▸ Prompt
Count the lines in the listing below that contain the word "pants" and give only that number.
* Begin *
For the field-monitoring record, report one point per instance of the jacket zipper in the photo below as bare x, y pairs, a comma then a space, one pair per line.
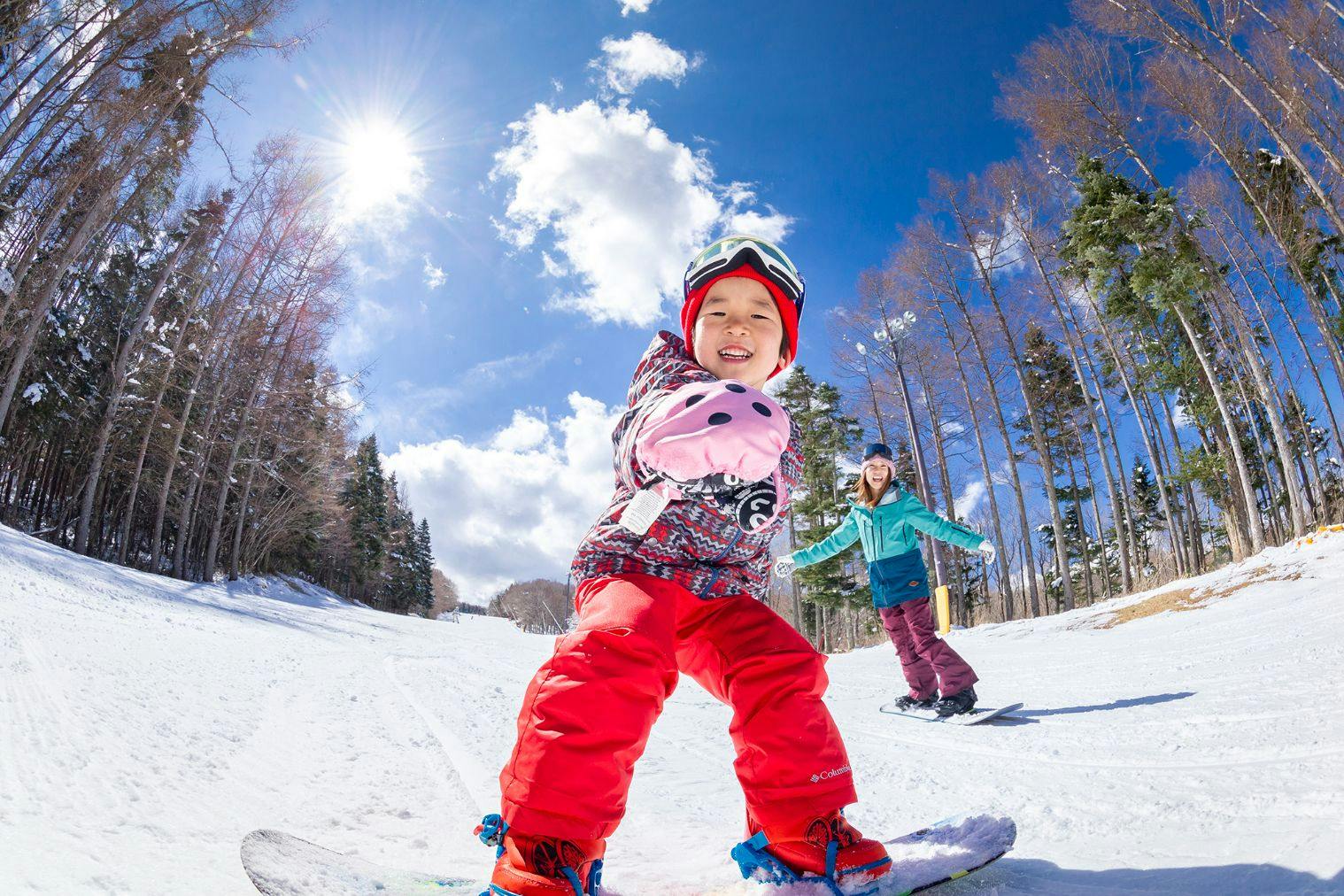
719, 556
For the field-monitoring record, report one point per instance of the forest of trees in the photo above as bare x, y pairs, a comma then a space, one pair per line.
166, 398
1133, 329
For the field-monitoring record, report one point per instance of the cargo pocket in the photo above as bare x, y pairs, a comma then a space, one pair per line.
898, 578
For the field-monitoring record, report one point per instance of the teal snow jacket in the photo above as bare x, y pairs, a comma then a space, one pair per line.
889, 534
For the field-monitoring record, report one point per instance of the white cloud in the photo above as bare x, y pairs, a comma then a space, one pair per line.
513, 506
435, 275
362, 332
413, 412
628, 64
625, 205
970, 498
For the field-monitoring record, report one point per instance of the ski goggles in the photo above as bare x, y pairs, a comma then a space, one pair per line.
877, 449
763, 257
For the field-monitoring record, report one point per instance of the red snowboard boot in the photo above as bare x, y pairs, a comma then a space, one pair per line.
529, 865
825, 846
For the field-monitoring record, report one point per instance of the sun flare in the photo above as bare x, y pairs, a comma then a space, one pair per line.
379, 166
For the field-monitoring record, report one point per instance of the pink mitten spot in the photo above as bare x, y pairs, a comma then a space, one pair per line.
714, 428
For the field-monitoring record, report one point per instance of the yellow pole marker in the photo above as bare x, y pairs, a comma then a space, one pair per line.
941, 602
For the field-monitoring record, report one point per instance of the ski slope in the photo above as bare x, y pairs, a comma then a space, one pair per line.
147, 724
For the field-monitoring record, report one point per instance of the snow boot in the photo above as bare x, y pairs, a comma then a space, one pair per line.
957, 703
822, 848
531, 865
908, 703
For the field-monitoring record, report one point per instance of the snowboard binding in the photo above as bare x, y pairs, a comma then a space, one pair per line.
552, 868
760, 865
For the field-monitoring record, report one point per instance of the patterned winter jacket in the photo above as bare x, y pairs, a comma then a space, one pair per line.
692, 542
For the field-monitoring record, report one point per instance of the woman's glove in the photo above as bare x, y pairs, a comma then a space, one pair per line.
714, 434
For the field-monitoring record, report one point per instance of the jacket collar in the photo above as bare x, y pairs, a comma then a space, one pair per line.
892, 495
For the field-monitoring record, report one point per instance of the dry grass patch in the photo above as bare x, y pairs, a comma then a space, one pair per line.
1188, 598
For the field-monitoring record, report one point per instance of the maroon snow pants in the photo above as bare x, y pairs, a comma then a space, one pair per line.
929, 662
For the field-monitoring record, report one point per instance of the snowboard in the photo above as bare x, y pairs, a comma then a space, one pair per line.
973, 717
282, 864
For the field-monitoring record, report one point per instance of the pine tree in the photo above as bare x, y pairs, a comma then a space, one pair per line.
819, 506
366, 498
423, 570
1146, 511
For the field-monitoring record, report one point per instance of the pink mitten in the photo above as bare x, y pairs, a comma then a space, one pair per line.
705, 429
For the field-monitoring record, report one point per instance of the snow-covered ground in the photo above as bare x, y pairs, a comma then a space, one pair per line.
147, 724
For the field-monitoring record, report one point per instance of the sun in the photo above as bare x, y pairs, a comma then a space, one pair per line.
378, 168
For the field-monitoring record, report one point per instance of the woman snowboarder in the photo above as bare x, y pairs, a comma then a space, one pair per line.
886, 517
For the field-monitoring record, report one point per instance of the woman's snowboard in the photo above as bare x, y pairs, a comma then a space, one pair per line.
973, 717
280, 864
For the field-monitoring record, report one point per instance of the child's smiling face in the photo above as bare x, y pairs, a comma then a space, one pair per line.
738, 334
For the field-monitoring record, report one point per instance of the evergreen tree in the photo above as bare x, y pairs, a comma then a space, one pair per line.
1146, 511
423, 570
819, 504
366, 498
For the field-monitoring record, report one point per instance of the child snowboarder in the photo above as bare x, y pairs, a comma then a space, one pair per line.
671, 579
886, 517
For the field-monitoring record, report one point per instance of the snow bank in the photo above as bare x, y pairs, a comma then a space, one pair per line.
147, 724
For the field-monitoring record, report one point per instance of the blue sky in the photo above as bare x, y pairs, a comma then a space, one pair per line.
523, 183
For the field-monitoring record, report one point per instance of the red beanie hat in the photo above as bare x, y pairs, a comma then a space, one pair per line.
788, 311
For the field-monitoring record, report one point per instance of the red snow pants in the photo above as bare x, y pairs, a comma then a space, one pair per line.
928, 661
588, 712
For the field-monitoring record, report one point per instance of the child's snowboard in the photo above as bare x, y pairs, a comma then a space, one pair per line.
973, 717
280, 864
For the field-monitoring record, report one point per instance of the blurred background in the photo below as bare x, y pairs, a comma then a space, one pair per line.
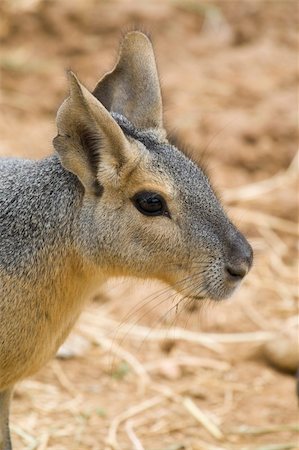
141, 373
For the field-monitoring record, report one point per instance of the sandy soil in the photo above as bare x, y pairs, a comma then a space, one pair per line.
229, 73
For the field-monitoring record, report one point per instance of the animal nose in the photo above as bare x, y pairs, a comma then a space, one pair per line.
236, 272
240, 258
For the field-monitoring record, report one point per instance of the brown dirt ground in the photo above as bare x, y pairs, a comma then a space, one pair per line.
229, 73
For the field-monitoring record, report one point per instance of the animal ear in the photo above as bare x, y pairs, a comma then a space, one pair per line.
132, 88
88, 137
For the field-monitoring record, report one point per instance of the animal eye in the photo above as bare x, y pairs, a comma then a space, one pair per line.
150, 204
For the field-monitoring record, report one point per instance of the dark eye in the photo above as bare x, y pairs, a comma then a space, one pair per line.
150, 204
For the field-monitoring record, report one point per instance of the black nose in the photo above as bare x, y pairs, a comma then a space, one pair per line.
240, 257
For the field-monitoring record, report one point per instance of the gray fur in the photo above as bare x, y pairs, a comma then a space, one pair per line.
61, 237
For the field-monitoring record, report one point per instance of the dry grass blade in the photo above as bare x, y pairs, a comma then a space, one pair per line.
112, 347
131, 412
202, 418
132, 436
265, 430
252, 191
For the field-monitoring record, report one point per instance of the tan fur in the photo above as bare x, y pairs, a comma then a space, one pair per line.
71, 221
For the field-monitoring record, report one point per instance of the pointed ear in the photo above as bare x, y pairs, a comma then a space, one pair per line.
132, 88
88, 137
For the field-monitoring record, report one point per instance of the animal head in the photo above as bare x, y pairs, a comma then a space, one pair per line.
148, 210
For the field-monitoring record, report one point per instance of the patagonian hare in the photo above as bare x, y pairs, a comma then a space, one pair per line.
116, 198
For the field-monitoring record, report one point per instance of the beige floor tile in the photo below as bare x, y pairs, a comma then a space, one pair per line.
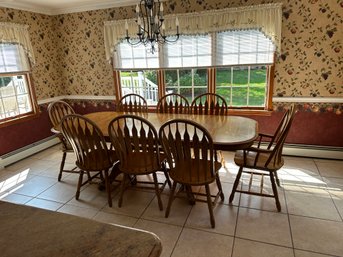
* End *
▸ Correct response
2